PROMPT ▸
Exact copy, no pictures: output all the records that follow.

PROVIDED RECORDS ▸
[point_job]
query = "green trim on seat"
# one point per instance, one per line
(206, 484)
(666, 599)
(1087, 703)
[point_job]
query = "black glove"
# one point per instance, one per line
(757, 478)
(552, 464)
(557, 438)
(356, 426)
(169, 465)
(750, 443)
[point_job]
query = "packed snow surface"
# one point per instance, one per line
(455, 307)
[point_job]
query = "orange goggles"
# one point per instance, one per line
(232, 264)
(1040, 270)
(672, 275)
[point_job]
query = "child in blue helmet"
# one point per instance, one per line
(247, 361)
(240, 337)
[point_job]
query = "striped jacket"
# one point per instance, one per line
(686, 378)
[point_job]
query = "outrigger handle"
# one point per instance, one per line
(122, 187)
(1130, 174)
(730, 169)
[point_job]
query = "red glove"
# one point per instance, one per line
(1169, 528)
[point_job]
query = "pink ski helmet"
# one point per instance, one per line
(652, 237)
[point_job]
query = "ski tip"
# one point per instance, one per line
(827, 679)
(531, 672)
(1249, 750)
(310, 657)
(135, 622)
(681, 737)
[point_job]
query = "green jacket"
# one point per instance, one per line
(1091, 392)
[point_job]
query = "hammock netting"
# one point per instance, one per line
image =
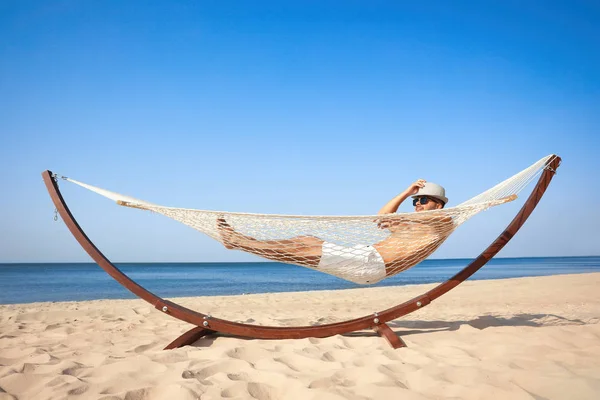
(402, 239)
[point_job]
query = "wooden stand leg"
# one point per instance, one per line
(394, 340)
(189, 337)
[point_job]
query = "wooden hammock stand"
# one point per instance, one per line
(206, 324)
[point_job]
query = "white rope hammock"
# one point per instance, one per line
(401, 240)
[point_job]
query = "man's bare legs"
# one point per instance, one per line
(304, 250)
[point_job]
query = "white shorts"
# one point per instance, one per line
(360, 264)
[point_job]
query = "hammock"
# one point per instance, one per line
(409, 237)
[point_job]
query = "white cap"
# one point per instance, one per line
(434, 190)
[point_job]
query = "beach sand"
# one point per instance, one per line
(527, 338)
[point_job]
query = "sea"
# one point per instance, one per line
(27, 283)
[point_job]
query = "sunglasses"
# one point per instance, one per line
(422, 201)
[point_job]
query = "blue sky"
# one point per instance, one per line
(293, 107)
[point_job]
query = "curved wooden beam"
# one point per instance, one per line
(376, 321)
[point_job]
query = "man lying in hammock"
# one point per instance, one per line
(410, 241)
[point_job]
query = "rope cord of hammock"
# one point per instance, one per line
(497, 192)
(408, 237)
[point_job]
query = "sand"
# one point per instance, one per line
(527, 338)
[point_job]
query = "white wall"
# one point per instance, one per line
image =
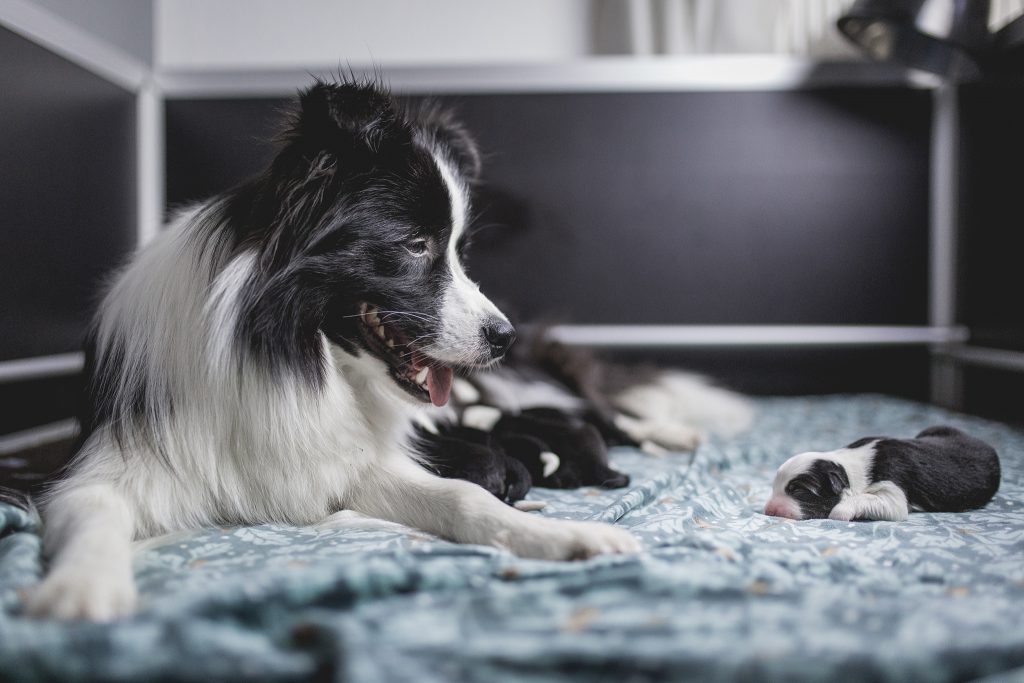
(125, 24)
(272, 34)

OUTPUT OF THE TASK ▸
[point_job]
query = "green trim on seat"
# one point per instance, one per line
(206, 484)
(666, 599)
(1087, 703)
[point_job]
query = "black glove"
# one point per instance, one per line
(757, 478)
(552, 464)
(557, 438)
(356, 426)
(169, 465)
(750, 443)
[point_job]
query = "packed snow surface"
# one point per instance, one per line
(455, 307)
[point_job]
query = "orange goggles"
# one point per instance, one per line
(232, 264)
(1040, 270)
(672, 275)
[point_job]
query = "child in blue helmet"
# one point per instance, one per line
(247, 361)
(240, 337)
[point_job]
query = "striped jacket"
# one point per instance, one per line
(686, 378)
[point_job]
query = "outrigger handle"
# one point per instance, one per line
(122, 187)
(1130, 174)
(730, 169)
[point_job]
query = "red glove"
# one point per instance, one per line
(1169, 528)
[point_job]
query = "pink ski helmet"
# one point per instance, one per line
(652, 237)
[point_job]
query = "ski tip"
# one point per instance, one per line
(827, 679)
(531, 672)
(1249, 750)
(310, 657)
(135, 622)
(681, 737)
[point_job]
query = "green jacket"
# one point per instance, one per line
(1091, 392)
[point_job]
query = "hammock netting"
# one point per instance, one per line
image =
(402, 239)
[point_job]
query = "wooden stand leg"
# one point per instance, one per line
(394, 340)
(189, 337)
[point_job]
query = "wooden hammock stand"
# one point per instance, one per line
(206, 324)
[point_job]
query = "white rope hammock"
# one point per instance, one per line
(401, 240)
[point_job]
query = "man's bare legs"
# one point per instance, one per line
(304, 250)
[point_job]
query = "white shorts"
# one point per instance, one per line
(360, 264)
[point_job]
query = "hammock"
# one point per instance, one per line
(409, 237)
[point_job]
query = "white cap"
# one point per instance, one per line
(434, 190)
[point_job]
query = "beach sand"
# one point per instance, one per line
(527, 338)
[point_job]
query = "sea"
# one point per instance, one per line
(27, 283)
[point_job]
query = "sunglasses"
# one point per instance, one per line
(422, 201)
[point_job]
query = "blue sky"
# one point per instance, one per line
(293, 107)
[point_job]
query = "curved wooden beam"
# one point per instance, one per line
(376, 321)
[point_job]
query = "man lying in hammock"
# one point per instance, one per line
(410, 241)
[point_job]
query = "rope cord of hammock"
# one point per instance, one per line
(497, 192)
(408, 237)
[point_job]
query = "sand"
# one point per instance, one per line
(527, 338)
[point_job]
query = "white wall"
# one point per instance, one per line
image =
(125, 24)
(272, 34)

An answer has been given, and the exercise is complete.